**TEXT EXCERPT:**
"""

# Last Round: Red Caps, Paras and the battle of Majar



## Petard (1 Dec 2007)

This book is a narrative on the events immediately before and during the battle that occurred in Majar al-Kabir Iraq, 24 June 2003, written by Mark Nicol. I think it is an interesting read on leadership, the dangers of complacency,  and downfalls of unit aloofness. 

To those unfamiliar with the story, 6 soldiers in the British Royal Military Police (Red Caps) were killed in the local police station during what appeared to be a spontaneous uprising by the locals. This happened while unbeknown to the RMP's a platoon from 1 Para was also patrolling in the town and came under attack. The Patrol from the Para's were able to shoot their way out, but barely so, and the QRF was unable to get into the town to effect any kind of help; a Chinook carrying part of the QRF came under heavy fire and there were many casualties on board. There were awards of bravery granted to members of the Para's, but none to any of the RMP's.   

It looks like the author did extensive research in trying to get the story of the possible causes and details to this event, he even goes so far as it give the kit list the soldiers were issued, but does not reach anything  conclusive, he more implies the causes. This is not surprising when it comes to the actual events that occurred when the 6 British Military Policeman were massacred since none of them survived, and the locals that witnessed it (or possibly even participated) would no doubt have very conflicting and biased opinions on what occurred, but the author certainly pulls back from making any clear indication what he believes was the principal causes. Instead he lays out as much of the evidence as possible and, although he indicates the RMP’s might’ve had a chance had they been more aggressive, I think he pretty much leaves it up to the reader to  reach a conclusion.

"""

**DATASET EXTRACT:**
"""

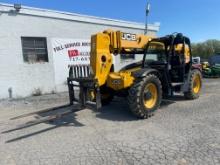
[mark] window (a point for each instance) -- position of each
(127, 57)
(34, 49)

"""

Reproduce the book review from "This book is" to "of unit aloofness.", substituting "overconfidence" for "complacency".

**ANSWER:**
This book is a narrative on the events immediately before and during the battle that occurred in Majar al-Kabir Iraq, 24 June 2003, written by Mark Nicol. I think it is an interesting read on leadership, the dangers of overconfidence,  and downfalls of unit aloofness.